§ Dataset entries
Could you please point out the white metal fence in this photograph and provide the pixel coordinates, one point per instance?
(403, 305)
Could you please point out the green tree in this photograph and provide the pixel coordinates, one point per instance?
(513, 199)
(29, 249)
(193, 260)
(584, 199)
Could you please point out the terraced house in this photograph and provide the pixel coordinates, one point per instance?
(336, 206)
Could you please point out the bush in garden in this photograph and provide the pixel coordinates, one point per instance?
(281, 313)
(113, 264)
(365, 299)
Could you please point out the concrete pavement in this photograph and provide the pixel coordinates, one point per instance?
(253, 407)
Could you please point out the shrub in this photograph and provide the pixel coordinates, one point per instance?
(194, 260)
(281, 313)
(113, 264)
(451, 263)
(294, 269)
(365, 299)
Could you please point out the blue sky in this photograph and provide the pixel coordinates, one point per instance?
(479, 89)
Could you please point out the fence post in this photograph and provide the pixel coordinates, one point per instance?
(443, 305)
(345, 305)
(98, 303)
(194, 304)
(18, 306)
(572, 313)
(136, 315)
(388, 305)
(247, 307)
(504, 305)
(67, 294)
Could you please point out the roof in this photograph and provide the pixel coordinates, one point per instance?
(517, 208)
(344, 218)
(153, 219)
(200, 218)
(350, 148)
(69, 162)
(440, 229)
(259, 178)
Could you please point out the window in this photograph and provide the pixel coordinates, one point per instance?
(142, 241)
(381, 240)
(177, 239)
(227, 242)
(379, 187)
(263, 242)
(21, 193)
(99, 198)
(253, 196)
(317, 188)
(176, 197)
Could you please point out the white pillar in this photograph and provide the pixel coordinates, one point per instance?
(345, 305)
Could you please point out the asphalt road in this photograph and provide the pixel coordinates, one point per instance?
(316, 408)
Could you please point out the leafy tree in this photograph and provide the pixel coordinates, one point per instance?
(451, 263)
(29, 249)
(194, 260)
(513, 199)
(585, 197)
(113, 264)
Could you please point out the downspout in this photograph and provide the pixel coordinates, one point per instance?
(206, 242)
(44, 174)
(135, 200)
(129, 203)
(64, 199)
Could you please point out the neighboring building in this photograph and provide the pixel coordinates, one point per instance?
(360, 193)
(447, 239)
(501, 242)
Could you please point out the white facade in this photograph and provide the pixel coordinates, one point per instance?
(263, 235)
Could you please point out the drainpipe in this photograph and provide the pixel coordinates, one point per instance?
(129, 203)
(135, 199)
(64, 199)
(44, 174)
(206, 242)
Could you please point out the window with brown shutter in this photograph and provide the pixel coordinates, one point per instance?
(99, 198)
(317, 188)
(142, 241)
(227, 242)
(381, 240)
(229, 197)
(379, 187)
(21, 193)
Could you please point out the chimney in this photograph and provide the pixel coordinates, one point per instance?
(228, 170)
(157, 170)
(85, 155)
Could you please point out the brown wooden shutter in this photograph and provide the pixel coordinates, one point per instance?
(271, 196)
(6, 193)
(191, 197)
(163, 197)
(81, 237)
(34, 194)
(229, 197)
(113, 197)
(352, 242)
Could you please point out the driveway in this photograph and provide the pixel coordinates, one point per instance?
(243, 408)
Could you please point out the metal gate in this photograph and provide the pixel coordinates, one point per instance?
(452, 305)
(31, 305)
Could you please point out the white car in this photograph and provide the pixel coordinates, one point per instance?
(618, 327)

§ THE PROBLEM
Retype every row above word for word, leaving nothing out and changing nothing.

§ COMPLETE OUTPUT
Could you please point out the white metal fence in this photograph and provide the pixel coordinates, one point per instance?
(403, 305)
Could you please point out the green tree in this photograph and provide the pixel coordinates, one point per instance?
(513, 199)
(29, 249)
(193, 260)
(584, 199)
Could you please point out the terraced house in this photograph and provide the pixel coordinates, one point per instance?
(336, 206)
Could you please point out the bush in garden in this photograph and provide the pixel coordinates, one point per instance?
(281, 313)
(113, 264)
(365, 299)
Could you please point out the concrete pavement in this photograph and provide the pixel coordinates, one point per instance?
(253, 407)
Could you please point out the shrub in this photograph and provide the pixel coordinates, one point per instance?
(194, 260)
(281, 313)
(113, 264)
(451, 263)
(294, 269)
(365, 299)
Could you please point out the blue sky in this photograph and provide the pixel coordinates, one point per instance?
(479, 89)
Could you please point out the fence post in this photograph and provide the pixel coordinates, one point per instance?
(443, 305)
(345, 305)
(98, 303)
(194, 304)
(18, 306)
(572, 313)
(136, 315)
(388, 305)
(247, 307)
(504, 305)
(67, 294)
Could you please point out the roof in this photograph and provide the pixel coordinates, one point per instance?
(517, 208)
(344, 218)
(153, 219)
(200, 218)
(350, 148)
(69, 162)
(440, 229)
(259, 178)
Could you please point out the window in this photograph and provide the pixel coordinates, one point per instance?
(142, 241)
(381, 240)
(177, 239)
(227, 242)
(379, 187)
(263, 242)
(21, 193)
(99, 198)
(253, 196)
(317, 188)
(176, 197)
Could you please point out the white pillar in this photograph and provide the pixel coordinates, one point per instance?
(345, 305)
Could you please point out the asphalt road in this photograph and provide the pixel coordinates, one point per instance?
(316, 408)
Could you please point out the leafy tree in this photograph and provide the pixel coordinates, one point per instance?
(451, 263)
(29, 249)
(194, 260)
(513, 199)
(585, 197)
(113, 264)
Could you please point out the downspout in this photograph and provide the pixel coordinates, one point per instance?
(206, 242)
(44, 174)
(135, 200)
(129, 203)
(64, 199)
Could you please point out the neighboring building in this photograph and provide the pixel coordinates, one point per instance?
(360, 193)
(447, 239)
(501, 242)
Could you please point out the white facade in this photograph and provide the pixel coordinates, one point per instance?
(263, 235)
Could you please point out the drainpipe in this photograph and provide the pixel coordinates, one point per instance?
(129, 203)
(135, 199)
(64, 199)
(44, 174)
(206, 242)
Could you please point out the window with brown shutter in this photograph and provide the pixel coordinates, one point per instance?
(99, 198)
(317, 188)
(142, 241)
(227, 242)
(381, 240)
(229, 197)
(379, 187)
(21, 193)
Could you please point out the chimney in this photograph and provide the pixel coordinates, one point per instance?
(228, 170)
(157, 170)
(85, 155)
Could you please point out the brown wooden shutter in this photograph and provide the pixel coordinates, one point per instance?
(271, 196)
(6, 193)
(191, 197)
(163, 197)
(81, 237)
(34, 194)
(229, 197)
(113, 197)
(352, 242)
Could you please point out the driveway in this photograph and provide the pixel coordinates, one point per instance?
(243, 408)
Could you please point out the metal gate in this photograph and provide the pixel coordinates, one point per instance?
(452, 305)
(31, 305)
Could you please point out the white car in this photograph and provide the pixel coordinates, one point per instance?
(618, 327)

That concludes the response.